JOB:
Can you duplicate the passage on PBS word for word, beginning at the words "But this brings" and stopping after "minor cultural irrelevancy."?

TEXT PASSAGE:
* * *

But this brings up a larger question. Should PBS exist at all, and what should it do? Certainly today PBS serves no real useful purpose at all, for the most part, but within its fairly corrupt recesses is the possibility of a cultural mission that America needs: a reconnection with the glorious culture and past of America. PBS should not be destroyed, only reformed. Given a new mission other than the current one of minor cultural irrelevancy.


PBS currently broadcasts, intermittently and poorly, various operas and symphonies, and jazz at the Lincoln Center. These are poorly publicized (few people know about them) and poorly broadcast, often with chatty, uber-gay gossipy style backstage presentations instead of a more masculine and newcomer friendly about what to listen and look for in the performance at intermission and before the start. America has some premier opera and symphony companies, often world-class, and always with considerable government support. Ovation TV, a premium cable channel, covers this, but it is expensive, as are movie theater based pay-per-view showings. In the meantime, taxpayers directly support these companies (and there is a solid argument that as part of the cultural patrimony, the various state, local, and federal governments should provide some support).

* * *

DATA:
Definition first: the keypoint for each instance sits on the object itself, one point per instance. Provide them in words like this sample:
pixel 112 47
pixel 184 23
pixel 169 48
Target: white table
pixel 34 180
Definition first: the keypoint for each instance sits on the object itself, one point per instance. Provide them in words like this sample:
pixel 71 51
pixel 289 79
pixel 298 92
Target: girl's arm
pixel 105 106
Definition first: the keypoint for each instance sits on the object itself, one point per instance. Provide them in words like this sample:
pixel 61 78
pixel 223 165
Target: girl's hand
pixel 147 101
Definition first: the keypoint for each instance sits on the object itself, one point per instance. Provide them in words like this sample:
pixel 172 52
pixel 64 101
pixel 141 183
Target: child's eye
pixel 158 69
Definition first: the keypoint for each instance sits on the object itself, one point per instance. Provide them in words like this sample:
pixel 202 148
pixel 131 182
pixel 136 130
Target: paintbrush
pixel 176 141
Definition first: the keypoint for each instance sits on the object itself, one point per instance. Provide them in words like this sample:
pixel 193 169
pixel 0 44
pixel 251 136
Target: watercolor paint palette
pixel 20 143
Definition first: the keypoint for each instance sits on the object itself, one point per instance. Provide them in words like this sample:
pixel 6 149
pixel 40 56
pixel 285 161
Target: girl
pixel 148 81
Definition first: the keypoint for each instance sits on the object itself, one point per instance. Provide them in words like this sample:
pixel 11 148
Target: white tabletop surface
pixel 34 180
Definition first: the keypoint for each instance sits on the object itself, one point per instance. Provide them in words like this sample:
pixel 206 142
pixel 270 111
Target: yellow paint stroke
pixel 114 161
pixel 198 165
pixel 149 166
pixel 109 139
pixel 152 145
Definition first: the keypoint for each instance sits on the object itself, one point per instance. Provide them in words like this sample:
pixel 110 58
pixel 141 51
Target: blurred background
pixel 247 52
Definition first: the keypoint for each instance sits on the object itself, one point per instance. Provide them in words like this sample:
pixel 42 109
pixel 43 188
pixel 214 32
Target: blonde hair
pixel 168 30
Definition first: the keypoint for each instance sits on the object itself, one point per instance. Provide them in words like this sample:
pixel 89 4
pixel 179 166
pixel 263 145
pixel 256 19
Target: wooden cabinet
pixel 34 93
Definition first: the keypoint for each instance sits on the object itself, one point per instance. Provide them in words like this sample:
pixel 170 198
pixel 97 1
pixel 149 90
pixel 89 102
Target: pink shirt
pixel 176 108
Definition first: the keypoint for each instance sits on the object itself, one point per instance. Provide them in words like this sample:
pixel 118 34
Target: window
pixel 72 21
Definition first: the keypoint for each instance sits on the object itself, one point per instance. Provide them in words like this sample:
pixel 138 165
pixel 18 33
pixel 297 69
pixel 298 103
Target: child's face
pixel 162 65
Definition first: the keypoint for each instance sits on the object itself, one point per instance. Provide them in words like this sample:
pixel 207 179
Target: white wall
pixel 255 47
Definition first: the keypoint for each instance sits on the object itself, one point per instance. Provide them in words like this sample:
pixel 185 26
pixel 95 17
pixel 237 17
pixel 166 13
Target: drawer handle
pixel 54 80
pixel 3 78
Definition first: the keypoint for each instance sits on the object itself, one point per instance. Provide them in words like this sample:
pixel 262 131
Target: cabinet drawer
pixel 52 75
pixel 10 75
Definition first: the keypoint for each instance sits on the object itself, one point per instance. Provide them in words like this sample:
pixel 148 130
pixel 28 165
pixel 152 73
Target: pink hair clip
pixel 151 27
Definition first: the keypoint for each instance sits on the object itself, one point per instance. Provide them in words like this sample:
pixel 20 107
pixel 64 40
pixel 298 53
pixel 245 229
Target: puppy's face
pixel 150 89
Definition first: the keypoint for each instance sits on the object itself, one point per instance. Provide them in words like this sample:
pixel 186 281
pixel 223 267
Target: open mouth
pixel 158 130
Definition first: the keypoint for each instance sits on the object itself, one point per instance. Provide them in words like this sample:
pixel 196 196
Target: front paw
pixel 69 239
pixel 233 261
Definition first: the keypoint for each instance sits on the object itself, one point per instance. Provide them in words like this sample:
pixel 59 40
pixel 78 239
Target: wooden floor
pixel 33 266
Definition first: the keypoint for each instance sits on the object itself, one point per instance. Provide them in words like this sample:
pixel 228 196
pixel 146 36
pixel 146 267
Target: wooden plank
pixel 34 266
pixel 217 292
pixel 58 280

* * *

REPLY:
But this brings up a larger question. Should PBS exist at all, and what should it do? Certainly today PBS serves no real useful purpose at all, for the most part, but within its fairly corrupt recesses is the possibility of a cultural mission that America needs: a reconnection with the glorious culture and past of America. PBS should not be destroyed, only reformed. Given a new mission other than the current one of minor cultural irrelevancy.